Exercise instructions>
Print exactly the lines from the line with "For the benchmark, mark every instance of the dark" to the last line of the data, please, both included.

Input material>
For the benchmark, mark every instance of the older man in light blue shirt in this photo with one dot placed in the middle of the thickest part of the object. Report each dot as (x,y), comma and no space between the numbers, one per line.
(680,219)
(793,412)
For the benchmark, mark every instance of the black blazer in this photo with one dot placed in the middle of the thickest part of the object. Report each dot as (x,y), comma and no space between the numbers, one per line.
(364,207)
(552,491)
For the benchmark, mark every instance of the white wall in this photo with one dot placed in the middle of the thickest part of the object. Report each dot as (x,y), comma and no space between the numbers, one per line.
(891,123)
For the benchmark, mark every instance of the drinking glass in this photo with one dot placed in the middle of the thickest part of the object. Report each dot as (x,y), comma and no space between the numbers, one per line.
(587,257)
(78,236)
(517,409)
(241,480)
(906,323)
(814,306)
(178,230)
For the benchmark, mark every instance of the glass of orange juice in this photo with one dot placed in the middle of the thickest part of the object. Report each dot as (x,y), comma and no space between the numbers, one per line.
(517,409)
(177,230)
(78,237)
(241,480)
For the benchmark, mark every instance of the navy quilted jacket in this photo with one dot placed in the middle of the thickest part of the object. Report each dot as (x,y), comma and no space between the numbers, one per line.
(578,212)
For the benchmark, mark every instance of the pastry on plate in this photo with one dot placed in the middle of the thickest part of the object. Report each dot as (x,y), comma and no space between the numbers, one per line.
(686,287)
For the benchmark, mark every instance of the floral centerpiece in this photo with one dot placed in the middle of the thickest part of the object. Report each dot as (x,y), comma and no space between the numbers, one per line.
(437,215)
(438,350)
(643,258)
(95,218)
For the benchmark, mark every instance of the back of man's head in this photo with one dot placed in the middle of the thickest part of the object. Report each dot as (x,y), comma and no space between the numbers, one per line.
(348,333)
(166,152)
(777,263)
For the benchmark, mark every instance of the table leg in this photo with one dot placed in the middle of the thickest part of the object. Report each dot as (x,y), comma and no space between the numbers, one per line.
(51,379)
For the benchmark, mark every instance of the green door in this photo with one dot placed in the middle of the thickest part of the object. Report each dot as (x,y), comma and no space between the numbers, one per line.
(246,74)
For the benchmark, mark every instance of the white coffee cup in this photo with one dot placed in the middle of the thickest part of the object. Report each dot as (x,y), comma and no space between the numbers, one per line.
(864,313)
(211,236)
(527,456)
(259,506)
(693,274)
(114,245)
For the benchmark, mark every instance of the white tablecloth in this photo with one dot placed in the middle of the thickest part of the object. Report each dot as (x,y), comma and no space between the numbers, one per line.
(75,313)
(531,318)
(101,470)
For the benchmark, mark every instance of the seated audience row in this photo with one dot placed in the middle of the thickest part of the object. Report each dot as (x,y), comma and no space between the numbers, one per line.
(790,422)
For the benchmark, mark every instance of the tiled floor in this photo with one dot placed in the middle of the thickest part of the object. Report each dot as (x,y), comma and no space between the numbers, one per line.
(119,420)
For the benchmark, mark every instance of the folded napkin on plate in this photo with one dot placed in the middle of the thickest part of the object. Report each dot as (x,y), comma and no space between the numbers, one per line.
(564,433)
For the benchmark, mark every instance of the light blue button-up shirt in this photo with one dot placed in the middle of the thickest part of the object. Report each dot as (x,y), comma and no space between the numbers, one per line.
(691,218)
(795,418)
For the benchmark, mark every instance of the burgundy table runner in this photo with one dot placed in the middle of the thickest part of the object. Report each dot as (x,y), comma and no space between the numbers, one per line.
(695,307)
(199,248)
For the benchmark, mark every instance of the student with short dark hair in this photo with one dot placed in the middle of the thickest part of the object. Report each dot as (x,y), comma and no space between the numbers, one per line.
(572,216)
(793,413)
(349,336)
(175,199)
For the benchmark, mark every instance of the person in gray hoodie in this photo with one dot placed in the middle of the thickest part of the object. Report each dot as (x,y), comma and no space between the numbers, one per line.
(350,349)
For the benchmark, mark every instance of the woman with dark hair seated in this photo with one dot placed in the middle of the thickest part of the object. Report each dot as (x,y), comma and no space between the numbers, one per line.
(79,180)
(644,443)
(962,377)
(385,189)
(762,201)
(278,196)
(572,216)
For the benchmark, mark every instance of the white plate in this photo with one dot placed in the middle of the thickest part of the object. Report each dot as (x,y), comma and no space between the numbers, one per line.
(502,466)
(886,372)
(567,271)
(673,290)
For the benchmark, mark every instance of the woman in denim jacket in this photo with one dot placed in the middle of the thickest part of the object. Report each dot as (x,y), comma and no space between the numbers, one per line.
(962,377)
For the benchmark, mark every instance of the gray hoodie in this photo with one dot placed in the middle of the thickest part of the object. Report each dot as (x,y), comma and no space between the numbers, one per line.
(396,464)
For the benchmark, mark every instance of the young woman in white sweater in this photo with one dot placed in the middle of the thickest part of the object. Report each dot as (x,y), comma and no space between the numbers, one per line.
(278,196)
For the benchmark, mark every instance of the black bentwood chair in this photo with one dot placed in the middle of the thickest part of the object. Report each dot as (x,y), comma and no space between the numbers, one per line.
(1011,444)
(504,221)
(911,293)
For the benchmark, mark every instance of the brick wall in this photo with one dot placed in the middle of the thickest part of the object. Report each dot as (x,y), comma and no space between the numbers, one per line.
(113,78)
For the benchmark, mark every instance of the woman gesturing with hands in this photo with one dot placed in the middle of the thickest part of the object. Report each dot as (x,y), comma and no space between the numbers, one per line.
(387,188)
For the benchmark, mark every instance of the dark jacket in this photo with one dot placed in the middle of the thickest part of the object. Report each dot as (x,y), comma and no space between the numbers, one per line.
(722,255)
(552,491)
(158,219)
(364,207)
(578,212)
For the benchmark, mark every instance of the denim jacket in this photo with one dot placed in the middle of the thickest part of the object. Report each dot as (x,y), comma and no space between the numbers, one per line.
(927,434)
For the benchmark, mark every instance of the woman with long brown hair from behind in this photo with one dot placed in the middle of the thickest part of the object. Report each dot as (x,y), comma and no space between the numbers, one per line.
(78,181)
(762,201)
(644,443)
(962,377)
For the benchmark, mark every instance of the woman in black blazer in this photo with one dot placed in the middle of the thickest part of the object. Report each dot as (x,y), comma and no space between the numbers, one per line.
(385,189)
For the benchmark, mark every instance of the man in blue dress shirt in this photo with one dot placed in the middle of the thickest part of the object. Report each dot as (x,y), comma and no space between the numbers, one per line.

Reply>
For the benchmark, mark every instance of the dark jacket in this photo with one dot placed in the middle of the thickest part of the object. Report each dot as (x,y), comma and no space between the numbers, one per line.
(722,255)
(552,491)
(158,219)
(364,207)
(578,212)
For the benchmark, mark every instance of the denim jacket in this photo with one dot placed in the middle of the thickest part of the object. Report each dot as (x,y), comma and no space between the numbers, one per line.
(927,434)
For the benchmark, mark every instance of the woman with long brown hair from behind in this photo with one dot placed in the middle of the thickest part of the object. Report each dot as (x,y), comma and no space between the numbers, one per line.
(78,181)
(762,201)
(644,443)
(962,377)
For the benchmark, mark every instance of the woman in black blazer in this photo with one dot placed in the middle of the thickest part of the object. Report each dot as (x,y), comma and no space between the numbers, one per line.
(385,189)
For the benchmark, mark every instance of the man in blue dress shirt in this photo with one dot placed in the middle of the thickest part of the object. Report each dot as (x,y), comma and no space between the numbers, one per line.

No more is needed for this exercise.